EXERCISE PROMPT: Rewrite the data below, replacing "Sample output" with "Example output" everywhere it occurs and leaving everything else unchanged.

:: INPUT FOR THIS TASK ::

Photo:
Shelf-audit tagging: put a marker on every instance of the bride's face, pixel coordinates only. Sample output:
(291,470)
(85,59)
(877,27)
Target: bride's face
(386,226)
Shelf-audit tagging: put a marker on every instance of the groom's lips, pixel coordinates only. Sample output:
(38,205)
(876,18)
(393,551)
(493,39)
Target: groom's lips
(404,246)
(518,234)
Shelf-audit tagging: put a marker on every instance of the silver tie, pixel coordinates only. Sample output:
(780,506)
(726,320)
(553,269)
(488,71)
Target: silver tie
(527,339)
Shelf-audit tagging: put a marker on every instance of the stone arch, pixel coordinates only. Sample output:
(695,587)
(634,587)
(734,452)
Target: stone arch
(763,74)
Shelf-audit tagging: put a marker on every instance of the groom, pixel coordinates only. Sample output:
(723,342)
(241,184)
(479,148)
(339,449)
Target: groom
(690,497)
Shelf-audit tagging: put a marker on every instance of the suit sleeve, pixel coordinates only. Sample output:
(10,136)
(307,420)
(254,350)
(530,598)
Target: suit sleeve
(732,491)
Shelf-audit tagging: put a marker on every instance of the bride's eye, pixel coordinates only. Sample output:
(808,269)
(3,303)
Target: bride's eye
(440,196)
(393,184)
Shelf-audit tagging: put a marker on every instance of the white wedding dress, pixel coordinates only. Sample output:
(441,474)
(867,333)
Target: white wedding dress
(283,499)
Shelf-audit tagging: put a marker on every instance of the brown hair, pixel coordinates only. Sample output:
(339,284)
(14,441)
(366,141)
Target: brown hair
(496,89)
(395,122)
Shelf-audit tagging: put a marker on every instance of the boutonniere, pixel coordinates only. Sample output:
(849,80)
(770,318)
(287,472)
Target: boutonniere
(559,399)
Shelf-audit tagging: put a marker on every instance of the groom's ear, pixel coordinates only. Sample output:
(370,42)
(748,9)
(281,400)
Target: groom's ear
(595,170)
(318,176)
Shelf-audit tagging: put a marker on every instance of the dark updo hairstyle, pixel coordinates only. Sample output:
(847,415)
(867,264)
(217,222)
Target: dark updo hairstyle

:::

SOLUTION TO THIS EXERCISE:
Photo:
Shelf-audit tagging: put a marker on every instance of the bride's face, pixel coordinates only. Example output:
(291,470)
(85,59)
(877,27)
Target: bride's face
(386,226)
Shelf-audit tagging: put a marker on every instance of the groom's lips, pixel coordinates only. Example output:
(38,205)
(876,18)
(393,551)
(493,39)
Target: groom's lips
(404,246)
(518,234)
Shelf-audit tagging: put a marker on every instance of the silver tie, pixel coordinates only. Example output:
(780,506)
(726,320)
(553,269)
(488,71)
Target: silver tie
(527,339)
Shelf-audit tagging: put a marker on every instance of the stone arch, pixel coordinates only. Example output:
(695,587)
(634,587)
(734,452)
Target: stone arch
(763,74)
Shelf-audit tagging: put a marker on every instance of the groom, pixel coordinates only. Example output:
(723,342)
(241,184)
(479,148)
(339,449)
Target: groom
(690,497)
Shelf-audit tagging: put a marker on every instance of the suit sleeve, pixel coordinates only. Example output:
(10,136)
(307,420)
(254,350)
(530,598)
Target: suit sleeve
(732,491)
Shelf-audit tagging: put a marker on every instance of the bride's eye, pixel coordinates only. Example output:
(808,269)
(3,303)
Target: bride's eye
(440,196)
(393,184)
Shelf-audit tagging: put a marker on every instance of the white wedding dress, pixel coordinates only. Example output:
(441,474)
(867,333)
Target: white wedding dress
(283,499)
Shelf-audit tagging: put a marker on every instance of the brown hair, pixel coordinates only. Example output:
(339,284)
(14,441)
(366,141)
Target: brown hair
(496,89)
(395,122)
Shelf-audit tagging: put a marker on every instance of the boutonniere, pixel coordinates only. Example output:
(849,80)
(770,318)
(287,472)
Target: boutonniere
(559,399)
Shelf-audit tagging: put a marker on every instance of the groom's ear, pixel coordinates only. Example output:
(370,42)
(748,9)
(281,400)
Target: groom's ear
(595,170)
(318,176)
Shelf-audit tagging: put a marker on every instance of the dark updo hairstyle, pixel coordinates only. Example output:
(847,415)
(867,264)
(217,222)
Target: dark updo hairstyle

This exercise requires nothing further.